Annotated coordinate records:
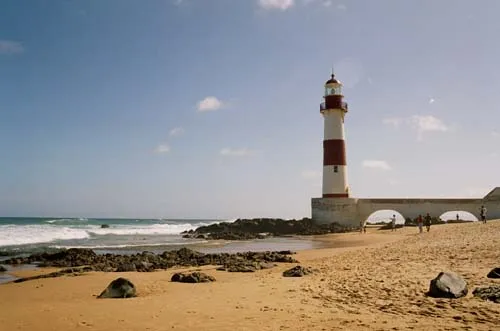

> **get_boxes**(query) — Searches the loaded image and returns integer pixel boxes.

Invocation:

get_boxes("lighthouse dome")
[325,74,342,85]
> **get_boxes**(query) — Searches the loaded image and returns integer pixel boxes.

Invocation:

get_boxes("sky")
[0,0,500,219]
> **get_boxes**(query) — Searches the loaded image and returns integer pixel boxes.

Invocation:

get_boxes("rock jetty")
[3,248,298,277]
[182,218,358,240]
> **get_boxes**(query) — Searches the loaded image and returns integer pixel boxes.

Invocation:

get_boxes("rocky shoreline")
[2,248,298,282]
[182,218,359,240]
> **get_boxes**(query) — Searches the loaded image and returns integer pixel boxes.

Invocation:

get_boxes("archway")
[366,209,405,229]
[439,210,479,223]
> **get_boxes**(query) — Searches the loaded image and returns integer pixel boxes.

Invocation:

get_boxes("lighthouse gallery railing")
[319,102,349,110]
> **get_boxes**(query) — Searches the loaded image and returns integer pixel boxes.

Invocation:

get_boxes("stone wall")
[311,187,500,226]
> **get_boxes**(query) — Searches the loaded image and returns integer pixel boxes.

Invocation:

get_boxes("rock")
[486,268,500,278]
[97,278,136,299]
[259,262,277,269]
[171,272,215,283]
[3,248,298,272]
[283,265,313,277]
[135,261,154,272]
[224,263,257,272]
[14,267,93,283]
[472,285,500,303]
[427,272,468,298]
[186,218,356,240]
[116,263,137,272]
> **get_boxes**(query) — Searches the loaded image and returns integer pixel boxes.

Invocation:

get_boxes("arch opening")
[365,209,405,230]
[439,210,479,224]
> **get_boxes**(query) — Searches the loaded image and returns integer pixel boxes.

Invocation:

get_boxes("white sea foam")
[0,219,217,247]
[0,225,90,246]
[49,240,208,249]
[88,223,207,236]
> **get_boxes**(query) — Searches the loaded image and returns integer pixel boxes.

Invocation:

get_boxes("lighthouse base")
[311,187,500,230]
[311,198,359,226]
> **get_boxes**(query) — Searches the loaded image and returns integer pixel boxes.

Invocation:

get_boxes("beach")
[0,221,500,331]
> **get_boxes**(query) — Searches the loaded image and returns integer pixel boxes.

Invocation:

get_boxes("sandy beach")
[0,221,500,331]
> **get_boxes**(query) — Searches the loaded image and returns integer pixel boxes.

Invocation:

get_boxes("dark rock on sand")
[14,267,93,283]
[4,248,298,272]
[171,272,215,283]
[116,263,137,272]
[97,278,136,299]
[427,272,468,298]
[183,218,356,240]
[217,261,277,272]
[283,265,313,277]
[486,268,500,278]
[472,285,500,303]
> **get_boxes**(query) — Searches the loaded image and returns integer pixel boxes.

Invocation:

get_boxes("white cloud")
[155,144,170,154]
[382,115,451,140]
[464,187,491,198]
[302,170,321,179]
[259,0,295,10]
[382,117,403,128]
[168,128,184,137]
[220,148,254,156]
[0,40,24,54]
[198,97,224,112]
[389,178,399,186]
[363,160,392,170]
[411,115,449,140]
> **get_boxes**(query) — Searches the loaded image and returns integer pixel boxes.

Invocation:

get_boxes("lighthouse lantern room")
[320,74,349,198]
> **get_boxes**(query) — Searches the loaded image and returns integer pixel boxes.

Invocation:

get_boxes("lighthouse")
[320,74,349,198]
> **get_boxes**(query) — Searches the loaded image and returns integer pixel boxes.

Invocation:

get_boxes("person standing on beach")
[391,215,396,231]
[417,215,424,233]
[425,213,431,232]
[479,205,486,224]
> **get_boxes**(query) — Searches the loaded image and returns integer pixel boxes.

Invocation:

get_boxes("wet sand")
[0,221,500,331]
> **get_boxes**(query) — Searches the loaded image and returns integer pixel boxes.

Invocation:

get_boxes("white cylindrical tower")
[320,74,349,198]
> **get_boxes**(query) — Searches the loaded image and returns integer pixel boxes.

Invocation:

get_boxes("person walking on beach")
[425,213,431,232]
[417,215,424,233]
[479,205,486,224]
[391,215,396,231]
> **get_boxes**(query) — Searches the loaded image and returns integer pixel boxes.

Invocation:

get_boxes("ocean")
[0,217,316,260]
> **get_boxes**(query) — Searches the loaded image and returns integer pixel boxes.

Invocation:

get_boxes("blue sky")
[0,0,500,218]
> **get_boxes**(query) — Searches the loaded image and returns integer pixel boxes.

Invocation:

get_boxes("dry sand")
[0,221,500,331]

Directive:
Render every line of the material above as a Markdown table with the columns Row and Line, numbering the rows and leaving out blank lines and the pictures.

Task response:
| Row | Line |
|---|---|
| 1 | > **get_boxes**(query) — Searches the loaded image and returns integer pixel boxes. |
| 2 | Invocation: |
| 3 | get_boxes("lighthouse dome") |
| 4 | [325,74,342,85] |
| 5 | > **get_boxes**(query) — Searches the loaded image and returns integer pixel boxes. |
| 6 | Invocation: |
| 7 | get_boxes("sky") |
| 8 | [0,0,500,219] |
| 9 | > **get_boxes**(query) — Searches the loaded image and returns integer pixel boxes. |
| 10 | Invocation: |
| 11 | get_boxes("rock jetty") |
| 12 | [3,248,298,277] |
| 13 | [182,218,358,240] |
| 14 | > **get_boxes**(query) — Searches the loaded image and returns integer pixel boxes. |
| 15 | Invocation: |
| 16 | get_boxes("rocky shoreline") |
| 17 | [2,248,298,282] |
| 18 | [182,218,359,240] |
| 19 | > **get_boxes**(query) — Searches the loaded image and returns integer pixel boxes. |
| 20 | Invocation: |
| 21 | get_boxes("archway") |
| 22 | [366,209,405,229] |
| 23 | [439,210,479,223] |
| 24 | > **get_boxes**(query) — Searches the loaded image and returns integer pixel boxes. |
| 25 | Invocation: |
| 26 | get_boxes("lighthouse gallery railing") |
| 27 | [319,102,349,110] |
| 28 | > **get_boxes**(query) — Searches the loaded image and returns integer pixel boxes. |
| 29 | Invocation: |
| 30 | get_boxes("stone wall") |
| 31 | [311,187,500,226] |
| 32 | > **get_boxes**(query) — Searches the loaded image and returns integer pixel boxes. |
| 33 | Invocation: |
| 34 | get_boxes("rock") |
| 35 | [486,268,500,278] |
| 36 | [97,278,136,299] |
| 37 | [259,262,277,269] |
| 38 | [171,272,215,283] |
| 39 | [3,248,298,272] |
| 40 | [283,265,313,277] |
| 41 | [135,261,154,272] |
| 42 | [224,263,257,272] |
| 43 | [14,267,93,283] |
| 44 | [472,285,500,303] |
| 45 | [427,272,468,298] |
| 46 | [186,218,356,240] |
| 47 | [116,263,137,272] |
| 48 | > **get_boxes**(query) — Searches the loaded image and returns integer pixel boxes. |
| 49 | Invocation: |
| 50 | get_boxes("arch opening") |
| 51 | [365,209,405,230] |
| 52 | [439,210,479,224] |
| 53 | > **get_boxes**(query) — Searches the loaded image and returns integer pixel boxes. |
| 54 | Invocation: |
| 55 | get_boxes("white sea foam") |
| 56 | [0,219,217,247] |
| 57 | [0,225,90,246] |
| 58 | [49,240,208,249] |
| 59 | [88,223,207,236] |
| 60 | > **get_boxes**(query) — Searches the loaded image and returns integer pixel boxes. |
| 61 | Invocation: |
| 62 | get_boxes("lighthouse base") |
| 63 | [311,187,500,230] |
| 64 | [311,198,359,226] |
| 65 | > **get_boxes**(query) — Searches the loaded image and returns integer pixel boxes. |
| 66 | Invocation: |
| 67 | get_boxes("beach") |
| 68 | [0,221,500,331] |
| 69 | > **get_boxes**(query) — Searches the loaded image and returns integer pixel boxes. |
| 70 | Invocation: |
| 71 | get_boxes("sandy beach") |
| 72 | [0,221,500,331] |
| 73 | > **get_boxes**(query) — Searches the loaded image and returns integer pixel boxes. |
| 74 | Invocation: |
| 75 | get_boxes("dark rock on sand") |
| 76 | [14,267,93,283] |
| 77 | [4,248,298,272] |
| 78 | [171,272,215,283] |
| 79 | [116,263,137,272] |
| 80 | [97,278,136,299] |
| 81 | [427,272,468,298] |
| 82 | [183,218,356,240] |
| 83 | [217,261,277,272] |
| 84 | [283,265,313,277] |
| 85 | [486,268,500,278] |
| 86 | [472,285,500,303] |
| 87 | > **get_boxes**(query) — Searches the loaded image and returns integer pixel boxes. |
| 88 | Invocation: |
| 89 | get_boxes("white cloud") |
| 90 | [155,144,170,154] |
| 91 | [382,115,451,140] |
| 92 | [464,187,491,198] |
| 93 | [302,170,321,179] |
| 94 | [259,0,295,10] |
| 95 | [382,117,403,128] |
| 96 | [168,128,184,137] |
| 97 | [220,148,254,156] |
| 98 | [0,40,24,54] |
| 99 | [198,97,224,112] |
| 100 | [389,178,399,186] |
| 101 | [363,160,392,170] |
| 102 | [411,115,449,140] |
| 103 | > **get_boxes**(query) — Searches the loaded image and returns integer pixel boxes. |
| 104 | Invocation: |
| 105 | get_boxes("lighthouse lantern room") |
| 106 | [320,74,349,198] |
| 107 | > **get_boxes**(query) — Searches the loaded image and returns integer pixel boxes. |
| 108 | Invocation: |
| 109 | get_boxes("lighthouse") |
| 110 | [320,74,349,198] |
| 111 | > **get_boxes**(query) — Searches the loaded image and returns integer pixel boxes. |
| 112 | Invocation: |
| 113 | get_boxes("person standing on beach") |
| 114 | [391,215,396,231] |
| 115 | [417,215,424,233] |
| 116 | [425,213,431,232] |
| 117 | [479,205,486,224] |
| 118 | > **get_boxes**(query) — Searches the loaded image and returns integer pixel boxes. |
| 119 | Invocation: |
| 120 | get_boxes("wet sand") |
| 121 | [0,221,500,331] |
| 122 | > **get_boxes**(query) — Searches the loaded image and returns integer pixel boxes. |
| 123 | Invocation: |
| 124 | get_boxes("white cylindrical tower") |
| 125 | [320,74,349,198] |
| 126 | > **get_boxes**(query) — Searches the loaded image and returns integer pixel boxes. |
| 127 | Invocation: |
| 128 | get_boxes("person walking on beach") |
| 129 | [425,213,431,232] |
| 130 | [417,215,424,233] |
| 131 | [479,205,486,224] |
| 132 | [391,215,396,231] |
| 133 | > **get_boxes**(query) — Searches the loaded image and returns integer pixel boxes. |
| 134 | Invocation: |
| 135 | get_boxes("ocean") |
| 136 | [0,217,316,260] |
| 137 | > **get_boxes**(query) — Searches the loaded image and returns integer pixel boxes. |
| 138 | Invocation: |
| 139 | get_boxes("blue sky") |
| 140 | [0,0,500,218] |
| 141 | > **get_boxes**(query) — Searches the loaded image and returns integer pixel boxes. |
| 142 | Invocation: |
| 143 | get_boxes("dry sand") |
| 144 | [0,221,500,331] |